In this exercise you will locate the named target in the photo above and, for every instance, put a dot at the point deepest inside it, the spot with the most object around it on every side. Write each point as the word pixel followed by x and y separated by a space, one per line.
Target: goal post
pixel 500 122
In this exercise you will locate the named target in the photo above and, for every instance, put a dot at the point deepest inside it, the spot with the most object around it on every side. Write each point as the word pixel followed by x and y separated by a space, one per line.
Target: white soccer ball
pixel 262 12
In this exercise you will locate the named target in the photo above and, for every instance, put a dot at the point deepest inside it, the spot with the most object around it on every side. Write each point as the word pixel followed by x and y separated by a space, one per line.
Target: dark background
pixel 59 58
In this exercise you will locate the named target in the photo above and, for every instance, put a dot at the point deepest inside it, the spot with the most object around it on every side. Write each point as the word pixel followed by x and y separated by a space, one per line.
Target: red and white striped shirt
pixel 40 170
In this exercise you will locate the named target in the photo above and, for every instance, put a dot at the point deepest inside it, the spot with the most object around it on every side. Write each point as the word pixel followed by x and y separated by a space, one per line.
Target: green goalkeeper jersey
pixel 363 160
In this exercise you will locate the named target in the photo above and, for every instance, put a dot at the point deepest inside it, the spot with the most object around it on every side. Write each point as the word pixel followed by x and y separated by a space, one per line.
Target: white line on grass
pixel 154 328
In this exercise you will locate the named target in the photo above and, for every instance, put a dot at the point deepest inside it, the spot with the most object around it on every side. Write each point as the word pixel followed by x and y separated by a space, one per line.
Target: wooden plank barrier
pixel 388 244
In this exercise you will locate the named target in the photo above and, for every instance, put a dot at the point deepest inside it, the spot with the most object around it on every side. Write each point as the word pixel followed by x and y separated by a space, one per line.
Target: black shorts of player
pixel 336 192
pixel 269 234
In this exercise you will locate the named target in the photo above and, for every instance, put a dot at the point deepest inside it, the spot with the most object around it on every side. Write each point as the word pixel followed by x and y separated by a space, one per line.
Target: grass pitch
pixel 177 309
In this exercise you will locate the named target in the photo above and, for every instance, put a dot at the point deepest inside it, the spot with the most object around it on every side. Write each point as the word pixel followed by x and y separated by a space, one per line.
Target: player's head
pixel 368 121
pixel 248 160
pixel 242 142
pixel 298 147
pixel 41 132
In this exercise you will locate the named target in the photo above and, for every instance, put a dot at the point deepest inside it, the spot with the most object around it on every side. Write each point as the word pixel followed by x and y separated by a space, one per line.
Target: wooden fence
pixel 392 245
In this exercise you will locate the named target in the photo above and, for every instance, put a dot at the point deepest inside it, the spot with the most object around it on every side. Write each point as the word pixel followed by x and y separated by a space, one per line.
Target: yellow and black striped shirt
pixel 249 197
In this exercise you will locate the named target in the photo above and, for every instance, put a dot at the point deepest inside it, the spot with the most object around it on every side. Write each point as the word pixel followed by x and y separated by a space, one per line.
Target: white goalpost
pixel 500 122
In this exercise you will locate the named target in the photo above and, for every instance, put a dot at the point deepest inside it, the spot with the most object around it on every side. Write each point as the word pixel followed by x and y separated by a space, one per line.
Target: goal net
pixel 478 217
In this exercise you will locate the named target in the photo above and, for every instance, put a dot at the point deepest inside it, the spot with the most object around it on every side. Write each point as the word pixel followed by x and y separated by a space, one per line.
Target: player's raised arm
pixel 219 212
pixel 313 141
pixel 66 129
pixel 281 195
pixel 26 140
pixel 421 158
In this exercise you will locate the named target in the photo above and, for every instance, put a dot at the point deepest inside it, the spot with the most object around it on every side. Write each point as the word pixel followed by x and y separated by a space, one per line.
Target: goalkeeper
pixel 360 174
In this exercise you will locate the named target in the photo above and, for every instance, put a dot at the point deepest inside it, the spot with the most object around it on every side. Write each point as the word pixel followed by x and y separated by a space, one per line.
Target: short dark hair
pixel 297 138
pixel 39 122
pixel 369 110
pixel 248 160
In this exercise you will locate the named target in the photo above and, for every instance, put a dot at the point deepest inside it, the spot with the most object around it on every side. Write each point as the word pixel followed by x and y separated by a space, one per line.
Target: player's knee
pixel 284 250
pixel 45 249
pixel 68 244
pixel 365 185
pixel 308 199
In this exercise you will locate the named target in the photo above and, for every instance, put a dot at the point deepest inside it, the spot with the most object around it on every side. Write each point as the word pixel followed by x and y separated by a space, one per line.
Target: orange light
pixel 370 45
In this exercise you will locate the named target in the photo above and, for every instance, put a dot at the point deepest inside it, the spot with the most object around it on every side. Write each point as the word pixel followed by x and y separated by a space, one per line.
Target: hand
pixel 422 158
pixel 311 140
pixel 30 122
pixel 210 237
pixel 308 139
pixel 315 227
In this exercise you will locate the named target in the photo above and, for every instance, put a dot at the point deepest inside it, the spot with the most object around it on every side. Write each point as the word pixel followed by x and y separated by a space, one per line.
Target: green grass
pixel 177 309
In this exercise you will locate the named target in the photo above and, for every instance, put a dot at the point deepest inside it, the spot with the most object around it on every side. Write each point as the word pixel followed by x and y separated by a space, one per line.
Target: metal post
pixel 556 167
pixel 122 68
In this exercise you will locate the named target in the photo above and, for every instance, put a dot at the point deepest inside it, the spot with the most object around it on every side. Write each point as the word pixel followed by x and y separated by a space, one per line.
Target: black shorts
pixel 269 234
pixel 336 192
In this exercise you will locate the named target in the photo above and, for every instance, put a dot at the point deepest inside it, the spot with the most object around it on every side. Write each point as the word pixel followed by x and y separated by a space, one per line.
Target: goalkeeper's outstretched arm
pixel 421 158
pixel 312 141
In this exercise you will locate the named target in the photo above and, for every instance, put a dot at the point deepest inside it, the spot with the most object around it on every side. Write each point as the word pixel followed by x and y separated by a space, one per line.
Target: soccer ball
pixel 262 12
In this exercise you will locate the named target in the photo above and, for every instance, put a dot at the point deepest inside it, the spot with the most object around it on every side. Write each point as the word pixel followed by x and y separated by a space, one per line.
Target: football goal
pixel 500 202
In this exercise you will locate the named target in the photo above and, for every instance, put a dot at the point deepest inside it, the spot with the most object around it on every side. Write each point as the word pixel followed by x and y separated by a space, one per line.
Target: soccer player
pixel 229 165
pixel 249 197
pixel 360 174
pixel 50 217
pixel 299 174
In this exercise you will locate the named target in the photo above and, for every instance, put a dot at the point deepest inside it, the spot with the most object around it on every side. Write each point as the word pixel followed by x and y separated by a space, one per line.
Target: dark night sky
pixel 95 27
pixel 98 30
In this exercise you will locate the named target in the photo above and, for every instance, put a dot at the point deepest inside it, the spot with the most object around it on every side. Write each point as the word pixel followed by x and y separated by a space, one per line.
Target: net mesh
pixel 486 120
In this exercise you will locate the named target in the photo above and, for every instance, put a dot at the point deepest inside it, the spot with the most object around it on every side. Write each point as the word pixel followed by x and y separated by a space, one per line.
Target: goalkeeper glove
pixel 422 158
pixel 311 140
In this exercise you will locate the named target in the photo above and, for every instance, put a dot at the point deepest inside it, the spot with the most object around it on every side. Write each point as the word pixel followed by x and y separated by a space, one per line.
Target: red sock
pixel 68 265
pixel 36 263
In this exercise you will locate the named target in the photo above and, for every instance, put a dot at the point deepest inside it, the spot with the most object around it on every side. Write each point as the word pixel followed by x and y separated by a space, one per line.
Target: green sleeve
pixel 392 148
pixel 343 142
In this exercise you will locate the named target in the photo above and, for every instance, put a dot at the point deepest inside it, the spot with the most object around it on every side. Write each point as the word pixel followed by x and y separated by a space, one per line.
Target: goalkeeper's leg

########

» Exercise objective
Write out each line exactly, as it is shown above.

» Output of the task
In this exercise you will locate the named target in the photo above and, for every instance, put a dot at the point deepest inside it, the spot with the most object around it on every side. Write each point as the word pixel followed by x and y separated by a space, one per line.
Target: goal post
pixel 500 122
In this exercise you will locate the named target in the photo above and, for every instance, put a dot at the point deepest inside it, the spot with the most object around it on every side. Write each point as the word pixel followed by x and y separated by a space, one per line.
Target: white soccer ball
pixel 262 12
In this exercise you will locate the named target in the photo above and, for every instance, put a dot at the point deepest inside it, the spot with the most object around it on every side. Write each point as the word pixel followed by x and y separated by a space, one per line.
Target: dark background
pixel 59 58
In this exercise you will locate the named target in the photo above and, for every instance, put a dot at the point deepest inside it, the spot with the most object around it on every side. Write each point as the word pixel followed by x and y separated by a space, one per line.
Target: red and white striped shirt
pixel 40 170
In this exercise you will locate the named target in the photo above and, for every instance, put a dot at the point deepest inside it, the spot with the most object around it on every side. Write each point as the word pixel followed by x and y separated by a space, one per line.
Target: green goalkeeper jersey
pixel 363 160
In this exercise you will locate the named target in the photo above and, for every instance, put a dot at the point deepest inside it, the spot with the most object around it on every side. Write each point as the word pixel followed by x and y separated by a space, one per line.
Target: white line on grass
pixel 154 328
In this exercise you will locate the named target in the photo above and, for every instance, put a dot at the point deepest inside it, the spot with the most object around it on every side. Write each point as the word pixel followed by x and y separated by a space, one per line.
Target: wooden plank barrier
pixel 388 244
In this exercise you will locate the named target in the photo above and, for every instance, put a dot at the point deepest inside it, the spot with the most object around it on every side. Write each point as the word pixel followed by x and y separated by a space, one per line.
Target: black shorts of player
pixel 336 192
pixel 269 234
In this exercise you will locate the named target in the photo above and, for every instance, put a dot at the point deepest inside it, the spot with the most object around it on every side. Write each point as the word pixel followed by x and y separated by a space, one per line.
Target: grass pitch
pixel 177 309
In this exercise you will locate the named target in the photo above and, for every instance, put a dot at the point deepest inside it, the spot with the most object around it on every side. Write each point as the word pixel followed by x and y separated by a space, one per line.
Target: player's head
pixel 368 121
pixel 248 160
pixel 242 142
pixel 298 147
pixel 41 132
In this exercise you will locate the named target in the photo above and, for every instance, put a dot at the point deepest inside it, the spot with the most object around it on every side. Write each point as the word pixel followed by x and y separated by a space, one per line.
Target: wooden fence
pixel 392 245
In this exercise you will locate the named target in the photo above and, for every instance, put a dot at the point deepest inside it, the spot with the most object around it on every side. Write each point as the word pixel followed by x and y separated by a space, one per line.
Target: yellow and black striped shirt
pixel 249 197
In this exercise you will locate the named target in the photo above and, for every instance, put a dot at the point deepest inside it, the spot with the most object around it on every side. Write each point as the word pixel followed by x and y separated by a space, one per line.
Target: white goalpost
pixel 500 122
In this exercise you will locate the named target in the photo above and, for every instance, put a dot at the point deepest inside it, the spot with the most object around it on every side. Write each point as the word pixel followed by x and y separated by a space, one per line.
Target: goal net
pixel 478 217
In this exercise you will locate the named target in the photo above and, for every instance, put a dot at the point deepest inside it, the spot with the most object around it on every side. Write each point as the word pixel followed by x and y separated by a space, one per line.
Target: player's raised arm
pixel 219 212
pixel 313 141
pixel 66 129
pixel 281 195
pixel 26 140
pixel 421 158
In this exercise you will locate the named target in the photo above and, for every instance, put a dot at the point deepest inside it, the spot with the most object around it on every side. Write each point as the word pixel followed by x and y separated by a space, one per line.
Target: goalkeeper
pixel 360 174
In this exercise you will locate the named target in the photo above and, for every instance, put a dot at the point deepest inside it, the spot with the most object around it on every side. Write each point as the word pixel followed by x and y separated by a space, one per line.
Target: short dark hair
pixel 297 138
pixel 39 122
pixel 369 110
pixel 248 160
In this exercise you will locate the named target in the photo above and, for every instance, put a dot at the point deepest inside it, the spot with the most object around it on every side. Write each point as the word pixel followed by x and y separated by a space, one per line.
Target: player's knee
pixel 284 250
pixel 45 249
pixel 68 244
pixel 365 185
pixel 308 199
In this exercise you will locate the named target in the photo above and, for every instance, put a dot at the point deepest inside it, the spot with the most object around it on every side. Write each point as the word pixel followed by x and y separated by a space, one per line.
Target: orange light
pixel 370 45
In this exercise you will locate the named target in the photo above and, for every instance, put a dot at the point deepest inside it, the spot with the most object around it on every side. Write each point as the word pixel followed by x and y separated by a space, one per line.
Target: hand
pixel 422 158
pixel 311 140
pixel 30 122
pixel 210 237
pixel 308 139
pixel 315 227
In this exercise you will locate the named target in the photo above and, for every instance, put a dot at the point deepest inside it, the spot with the most object around it on every side. Write each point as the word pixel followed by x and y separated by a space, one per line.
Target: green grass
pixel 177 309
In this exercise you will locate the named target in the photo above and, for every instance, put a dot at the point deepest inside it, the spot with the most object around it on every side. Write each point as the word pixel followed by x and y separated by a space, one per line.
Target: metal post
pixel 556 167
pixel 122 68
In this exercise you will locate the named target in the photo above and, for every instance, put a dot at the point deepest inside it, the spot with the most object around it on every side. Write each point as the word pixel followed by x and y separated by a space, one per line.
Target: black shorts
pixel 269 234
pixel 336 192
In this exercise you will locate the named target in the photo above and, for every instance, put a dot at the point deepest inside it, the spot with the most object around it on every side. Write each point as the word pixel followed by x and y separated by a space, one per line.
Target: goalkeeper's outstretched arm
pixel 421 158
pixel 312 141
In this exercise you will locate the named target in the photo above and, for every instance, put a dot at the point deepest inside it, the spot with the most object around it on every side. Write each point as the word pixel followed by x and y separated by a space, one per line.
Target: soccer ball
pixel 262 12
In this exercise you will locate the named target in the photo above and, for every instance, put a dot at the point deepest inside it, the spot with the most object around it on every side. Write each point as the word pixel followed by x and y separated by a space, one per line.
Target: football goal
pixel 500 202
In this exercise you will locate the named target in the photo above and, for every instance, put a dot at the point deepest inside it, the spot with the most object around it on every side. Write each point as the word pixel followed by x and y separated by a space, one per line.
Target: soccer player
pixel 229 165
pixel 249 197
pixel 360 174
pixel 50 217
pixel 299 174
In this exercise you will locate the named target in the photo above and, for every instance, put a dot at the point deepest inside it, the spot with the most object around it on every side. Write each point as the word pixel followed by x and y separated by a space, one per line.
Target: dark night sky
pixel 95 27
pixel 98 30
In this exercise you will locate the named target in the photo above and, for every instance, put a dot at the point deepest inside it, the spot with the most object around it on every side. Write each point as the word pixel followed by x and y separated by a space, one per line.
Target: net mesh
pixel 486 120
In this exercise you will locate the named target in the photo above and, for every instance, put a dot at the point deepest inside it, the spot with the most object around it on every side. Write each point as the word pixel followed by x and y separated by a space, one per line.
Target: goalkeeper glove
pixel 422 158
pixel 311 140
In this exercise you will locate the named target in the photo above and, for every instance, put a dot at the point deepest inside it, the spot with the most object around it on every side. Write each point as the word pixel followed by x and y separated by a space, one per line.
Target: red sock
pixel 68 265
pixel 36 263
In this exercise you will locate the named target in the photo above and, for every instance, put a dot at the point deepest inside it, the spot with the most object around it on every side. Write each point as the word pixel followed by x and y separated by a space, one per line.
Target: green sleeve
pixel 392 148
pixel 343 142
In this exercise you will locate the named target in the photo above and, for every instance, put a dot at the point deepest inside it, the spot with the most object around it on every side. Write each point as the word pixel followed by x and y separated by a space, one per line.
Target: goalkeeper's leg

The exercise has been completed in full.